Required work:
Copy out word for word the stretch of lines from the one containing "segment curved horn" through the one containing "M 63 82 L 65", both of those lines included.

Start of Exercise material

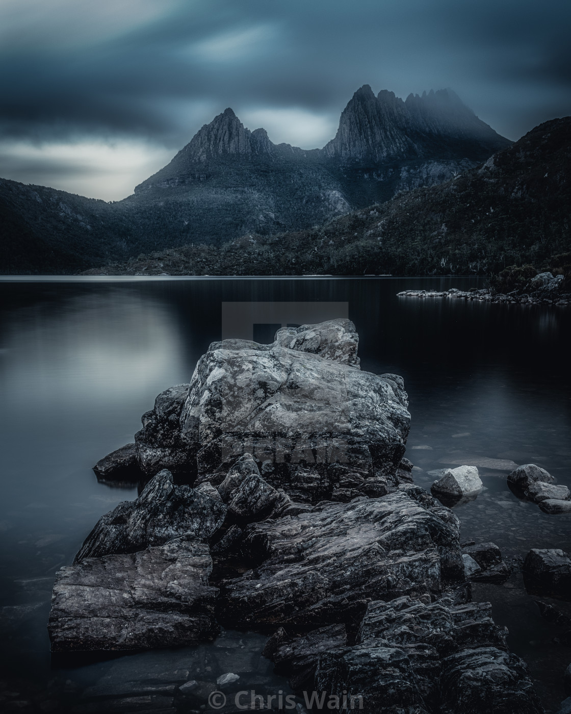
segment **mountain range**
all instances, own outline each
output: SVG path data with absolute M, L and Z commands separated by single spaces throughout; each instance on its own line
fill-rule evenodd
M 400 193 L 320 227 L 189 245 L 90 273 L 489 275 L 525 263 L 569 271 L 570 216 L 571 117 L 564 117 L 444 183 Z
M 511 142 L 451 90 L 368 85 L 323 149 L 273 144 L 228 109 L 121 201 L 0 179 L 0 271 L 73 273 L 141 251 L 303 231 L 445 181 Z

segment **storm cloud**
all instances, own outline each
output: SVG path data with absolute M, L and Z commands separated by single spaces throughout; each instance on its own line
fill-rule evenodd
M 571 113 L 570 25 L 566 0 L 0 0 L 0 175 L 73 190 L 84 156 L 76 192 L 120 198 L 227 106 L 323 146 L 364 84 L 451 87 L 517 139 Z

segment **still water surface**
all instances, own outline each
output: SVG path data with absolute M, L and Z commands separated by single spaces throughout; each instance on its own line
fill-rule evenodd
M 348 301 L 362 368 L 405 378 L 413 419 L 406 455 L 416 483 L 428 488 L 428 471 L 468 458 L 500 460 L 485 462 L 495 467 L 480 468 L 487 490 L 457 509 L 463 540 L 492 540 L 507 556 L 532 547 L 571 550 L 571 516 L 542 513 L 505 481 L 505 463 L 533 462 L 571 486 L 571 311 L 396 297 L 477 286 L 468 278 L 0 283 L 0 663 L 10 686 L 37 693 L 51 681 L 71 706 L 83 688 L 121 681 L 133 668 L 186 667 L 190 678 L 239 670 L 244 689 L 259 681 L 290 691 L 260 657 L 265 638 L 253 633 L 76 666 L 49 653 L 54 573 L 103 513 L 136 496 L 98 484 L 91 466 L 133 440 L 157 393 L 190 380 L 220 339 L 223 301 Z M 510 647 L 556 710 L 571 648 L 553 643 L 557 628 L 539 616 L 520 573 L 503 585 L 475 585 L 474 596 L 492 602 Z

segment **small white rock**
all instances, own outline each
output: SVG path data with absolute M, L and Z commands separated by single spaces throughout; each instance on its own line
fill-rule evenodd
M 480 573 L 481 568 L 472 555 L 469 555 L 467 553 L 465 553 L 462 555 L 462 560 L 464 561 L 464 577 L 466 580 L 477 573 Z
M 447 469 L 442 478 L 433 483 L 430 490 L 446 496 L 462 496 L 476 493 L 483 486 L 477 468 L 464 466 Z
M 216 684 L 219 687 L 223 687 L 225 684 L 233 684 L 240 679 L 240 675 L 233 674 L 232 672 L 226 672 L 226 674 L 221 675 L 216 680 Z

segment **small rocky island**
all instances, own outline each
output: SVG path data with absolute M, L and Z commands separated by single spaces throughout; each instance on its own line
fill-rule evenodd
M 146 485 L 57 573 L 54 652 L 193 644 L 226 626 L 266 633 L 295 691 L 345 711 L 543 711 L 490 603 L 472 601 L 471 579 L 509 568 L 493 543 L 462 547 L 455 513 L 413 483 L 403 379 L 362 371 L 358 342 L 334 320 L 213 343 L 189 384 L 157 397 L 134 444 L 95 468 Z M 568 502 L 546 473 L 520 485 Z M 469 466 L 438 483 L 439 497 L 481 486 Z

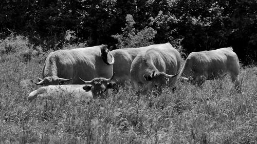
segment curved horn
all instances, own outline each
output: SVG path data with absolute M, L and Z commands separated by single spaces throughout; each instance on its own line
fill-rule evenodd
M 110 78 L 108 78 L 106 79 L 106 80 L 107 80 L 108 82 L 110 81 L 111 80 L 112 80 L 114 77 L 114 75 L 115 75 L 115 73 L 114 72 L 113 74 L 113 76 L 112 76 L 112 77 L 111 77 Z
M 81 79 L 81 78 L 80 77 L 79 77 L 79 78 L 83 82 L 84 82 L 85 83 L 85 85 L 88 85 L 88 84 L 91 84 L 91 83 L 92 83 L 92 80 L 90 80 L 90 81 L 86 81 L 86 80 L 83 80 L 82 79 Z
M 42 80 L 39 81 L 39 83 L 35 83 L 35 84 L 36 84 L 36 85 L 43 85 L 43 84 L 44 84 L 44 80 Z
M 38 77 L 38 79 L 39 80 L 39 81 L 41 81 L 41 80 L 43 80 L 43 79 L 41 79 L 41 78 L 39 78 L 39 77 Z
M 154 73 L 155 72 L 154 71 L 154 72 L 153 72 L 153 74 L 152 74 L 152 77 L 154 77 Z
M 108 63 L 107 61 L 107 63 L 108 63 L 108 64 L 109 65 L 113 65 L 114 64 L 114 56 L 113 56 L 113 54 L 109 51 L 109 53 L 111 55 L 111 57 L 112 57 L 112 62 Z
M 63 82 L 65 82 L 65 81 L 69 81 L 69 80 L 72 79 L 72 78 L 66 79 L 66 78 L 59 78 L 58 79 L 59 79 L 59 80 L 60 81 L 63 81 Z
M 172 77 L 175 77 L 176 76 L 177 76 L 179 73 L 177 73 L 176 74 L 174 74 L 174 75 L 169 75 L 168 74 L 166 74 L 165 73 L 165 75 L 166 76 L 166 77 L 167 78 L 172 78 Z

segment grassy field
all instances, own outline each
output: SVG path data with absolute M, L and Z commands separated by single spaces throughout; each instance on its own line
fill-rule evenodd
M 257 67 L 240 69 L 241 93 L 229 77 L 200 88 L 177 81 L 159 96 L 131 88 L 106 99 L 38 98 L 24 79 L 42 77 L 43 62 L 0 57 L 0 143 L 256 143 Z

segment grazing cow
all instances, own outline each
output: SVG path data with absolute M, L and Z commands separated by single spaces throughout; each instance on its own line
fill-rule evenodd
M 28 100 L 31 101 L 39 97 L 47 97 L 62 95 L 71 95 L 79 99 L 96 99 L 99 97 L 105 97 L 109 94 L 108 89 L 114 89 L 116 84 L 112 81 L 113 76 L 108 79 L 100 77 L 95 78 L 90 81 L 82 80 L 85 85 L 50 85 L 41 87 L 31 92 Z
M 132 86 L 144 92 L 165 85 L 173 87 L 180 67 L 179 53 L 170 43 L 160 45 L 138 54 L 131 64 Z
M 131 79 L 130 72 L 131 64 L 138 54 L 160 45 L 162 44 L 152 45 L 137 48 L 119 49 L 111 51 L 115 59 L 115 63 L 113 65 L 113 71 L 116 73 L 116 83 L 124 86 L 126 81 Z
M 56 85 L 69 81 L 69 84 L 83 84 L 79 77 L 88 80 L 112 76 L 114 57 L 106 47 L 102 45 L 51 52 L 44 65 L 44 79 L 39 78 L 40 81 L 35 84 Z
M 205 80 L 222 78 L 229 74 L 238 85 L 239 61 L 232 47 L 192 52 L 186 59 L 180 80 L 201 86 Z

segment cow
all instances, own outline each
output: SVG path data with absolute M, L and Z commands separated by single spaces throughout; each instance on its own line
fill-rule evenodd
M 111 63 L 108 61 L 111 61 Z M 50 53 L 43 70 L 43 79 L 38 85 L 82 84 L 79 77 L 88 80 L 94 77 L 109 77 L 113 75 L 114 57 L 107 46 L 61 50 Z
M 158 45 L 152 45 L 137 48 L 129 48 L 116 49 L 111 51 L 115 59 L 113 65 L 113 71 L 116 73 L 115 82 L 120 86 L 124 86 L 125 82 L 131 79 L 130 68 L 131 64 L 136 56 L 148 49 L 156 47 Z
M 138 54 L 131 64 L 132 87 L 144 93 L 157 92 L 166 85 L 174 87 L 180 68 L 179 53 L 170 43 L 150 48 Z
M 114 89 L 117 84 L 112 81 L 114 74 L 110 78 L 95 78 L 90 81 L 85 81 L 79 78 L 85 85 L 49 85 L 40 88 L 31 92 L 28 100 L 36 97 L 46 98 L 61 95 L 70 95 L 79 99 L 90 100 L 98 97 L 104 98 L 110 94 L 109 89 Z
M 232 47 L 228 47 L 191 53 L 186 59 L 179 79 L 182 82 L 190 81 L 201 86 L 206 80 L 222 79 L 229 74 L 233 83 L 238 85 L 238 73 L 237 56 Z

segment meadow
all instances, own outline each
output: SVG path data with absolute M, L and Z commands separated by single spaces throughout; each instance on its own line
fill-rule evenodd
M 22 39 L 0 42 L 13 49 L 0 55 L 1 143 L 257 142 L 256 66 L 241 67 L 240 92 L 227 76 L 202 88 L 177 81 L 175 92 L 166 88 L 159 95 L 138 95 L 127 87 L 104 99 L 77 101 L 64 94 L 28 102 L 40 87 L 20 82 L 42 77 L 38 57 L 47 53 L 34 56 L 36 48 Z

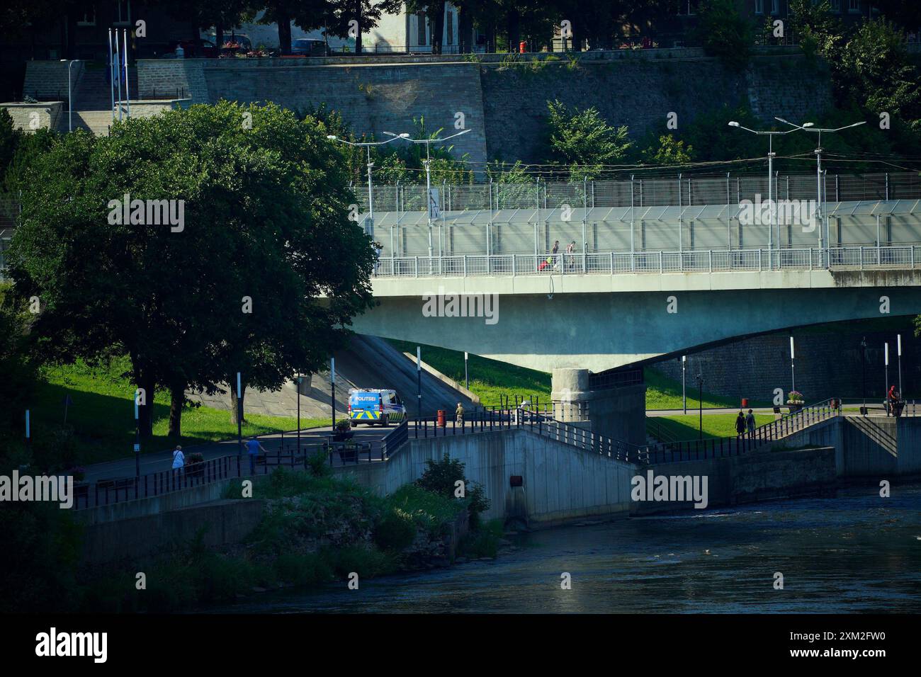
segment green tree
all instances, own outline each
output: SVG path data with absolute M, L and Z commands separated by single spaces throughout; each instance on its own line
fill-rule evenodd
M 884 19 L 864 21 L 834 61 L 839 97 L 921 130 L 921 77 L 904 36 Z
M 744 68 L 752 54 L 754 26 L 735 0 L 702 0 L 694 35 L 704 51 L 731 68 Z
M 550 160 L 566 165 L 570 181 L 597 178 L 633 146 L 627 128 L 608 124 L 594 106 L 579 111 L 554 100 L 547 101 L 547 109 Z
M 193 106 L 108 137 L 67 134 L 27 184 L 9 263 L 17 293 L 45 304 L 35 348 L 127 354 L 145 434 L 157 387 L 178 434 L 185 390 L 214 391 L 236 371 L 277 387 L 316 370 L 370 303 L 373 252 L 348 220 L 339 157 L 321 124 L 276 106 Z M 176 201 L 184 224 L 119 223 L 125 194 L 132 209 Z
M 650 145 L 641 156 L 648 165 L 682 165 L 691 161 L 693 152 L 692 146 L 685 146 L 683 141 L 669 134 L 659 136 L 659 145 Z

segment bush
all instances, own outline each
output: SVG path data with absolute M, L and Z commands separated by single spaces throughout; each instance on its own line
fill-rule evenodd
M 384 513 L 384 518 L 375 527 L 374 543 L 381 550 L 400 552 L 412 545 L 415 533 L 413 516 L 399 508 L 392 508 Z

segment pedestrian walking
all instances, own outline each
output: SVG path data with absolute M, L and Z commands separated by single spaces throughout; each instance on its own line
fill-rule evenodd
M 380 242 L 374 243 L 374 274 L 378 274 L 380 270 L 380 252 L 384 251 L 384 246 Z
M 182 453 L 182 448 L 178 444 L 176 449 L 173 449 L 173 477 L 179 479 L 182 476 L 182 468 L 185 467 L 185 454 Z
M 252 438 L 246 443 L 247 452 L 250 454 L 250 474 L 256 474 L 256 458 L 259 456 L 259 452 L 267 453 L 265 447 L 259 443 L 256 439 L 256 436 Z
M 566 245 L 566 258 L 565 262 L 566 270 L 573 270 L 576 267 L 575 256 L 576 256 L 576 240 L 574 239 L 572 242 Z

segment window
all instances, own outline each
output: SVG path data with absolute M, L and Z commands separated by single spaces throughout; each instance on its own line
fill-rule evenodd
M 415 15 L 415 23 L 418 29 L 418 39 L 416 40 L 417 44 L 428 44 L 428 41 L 426 40 L 426 13 L 418 12 Z
M 96 25 L 96 7 L 93 7 L 90 11 L 84 13 L 82 17 L 76 19 L 77 26 L 95 26 Z
M 131 0 L 119 0 L 115 3 L 115 14 L 112 23 L 116 26 L 131 24 Z

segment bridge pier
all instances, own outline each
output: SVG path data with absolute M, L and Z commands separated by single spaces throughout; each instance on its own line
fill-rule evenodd
M 556 368 L 551 381 L 554 416 L 613 439 L 646 442 L 646 383 L 591 390 L 589 369 Z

End of Exercise material

Expected output:
segment curved horn
all instances, own outline each
output: SVG path data with absolute M, L and Z commands separated by single spaces throughout; each instance on its own line
fill-rule evenodd
M 110 78 L 108 78 L 106 79 L 106 80 L 107 80 L 108 82 L 110 81 L 111 80 L 112 80 L 114 77 L 114 75 L 115 75 L 115 73 L 114 72 L 113 74 L 113 76 L 112 76 L 112 77 L 111 77 Z
M 81 79 L 81 78 L 80 77 L 79 77 L 79 78 L 83 82 L 84 82 L 85 83 L 85 85 L 88 85 L 88 84 L 91 84 L 91 83 L 92 83 L 92 80 L 90 80 L 90 81 L 86 81 L 86 80 L 83 80 L 82 79 Z
M 42 80 L 39 81 L 39 83 L 35 83 L 35 84 L 36 84 L 36 85 L 43 85 L 43 84 L 44 84 L 44 80 Z
M 38 77 L 38 79 L 39 80 L 39 81 L 41 81 L 41 80 L 43 80 L 43 79 L 41 79 L 41 78 L 39 78 L 39 77 Z
M 154 73 L 155 72 L 154 71 L 154 72 L 153 72 L 153 74 L 152 74 L 152 77 L 154 77 Z
M 108 63 L 107 61 L 107 63 L 108 63 L 108 64 L 109 65 L 113 65 L 114 64 L 114 56 L 113 56 L 113 54 L 109 51 L 109 53 L 111 55 L 111 57 L 112 57 L 112 62 Z
M 63 82 L 65 82 L 65 81 L 69 81 L 69 80 L 72 79 L 72 78 L 66 79 L 66 78 L 59 78 L 58 79 L 59 79 L 59 80 L 60 81 L 63 81 Z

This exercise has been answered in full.